**Text for analysis**.
== Segment start ==

3. Virtual Laboratory for inquiry-based modeling
VERA supports inquiry-based modeling by providing learners the authentic experience of scientific
inquiry (e.g., identifying a problem, proposing multiple hypotheses, testing the hypotheses, and
rejecting/accepting the hypotheses) through construction, evaluation, and revision of conceptual
models. Hypothesis testing is particularly important because then learners can take a more active role
in constructing their own understanding in a feedback loop. However, experimenting by running
simulations requires mathematical abilities as well as programming skills because a student should
understand complex mathematics to write code in the simulation language. VERA empowers students
to test their hypotheses irrespective of their mathematical abilities because it can automatically spawn
NetLogo simulations from the conceptual models.

3.1    VERA for ecological modeling
VERA for ecological modeling (or VERA-Eco) enables users to build a conceptual model by adding
biotic or abiotic components and drawing relationships among them on the model canvas. Conceptual
models of ecological phenomena in VERA are expressed in the Component-Mechanism-Phenomenon
(CMP) language [17, 27] that derive from the Structure-Behavior-Function theory of modeling complex
systems [12]. A CMP model consists of components and relationships between components. A
component can be one of three types: biotic, abiotic, and habitat. A relationship relates one component
to another in a directed manner (e.g., component X consumes component Y). Figure 1 illustrates a CMP
model of phosphorus run-off in the Chesapeake Bay; the large oval boxes in the middle depict habitats,
in this case, land and shallow water. (The template on the right depicts simulation parameters and their
values.)

== Segment end ==

**Data section**.

== Segment start ==

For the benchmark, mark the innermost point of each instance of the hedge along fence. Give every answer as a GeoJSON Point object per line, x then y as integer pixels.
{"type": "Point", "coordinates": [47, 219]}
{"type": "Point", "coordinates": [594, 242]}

== Segment end ==

**What to produce**.
Quote everything in the passage about the VERA virtual laboratory from "3. Virtual Laboratory" down to "the conceptual models.".

**Answer to the exercise**.
3. Virtual Laboratory for inquiry-based modeling
VERA supports inquiry-based modeling by providing learners the authentic experience of scientific
inquiry (e.g., identifying a problem, proposing multiple hypotheses, testing the hypotheses, and
rejecting/accepting the hypotheses) through construction, evaluation, and revision of conceptual
models. Hypothesis testing is particularly important because then learners can take a more active role
in constructing their own understanding in a feedback loop. However, experimenting by running
simulations requires mathematical abilities as well as programming skills because a student should
understand complex mathematics to write code in the simulation language. VERA empowers students
to test their hypotheses irrespective of their mathematical abilities because it can automatically spawn
NetLogo simulations from the conceptual models.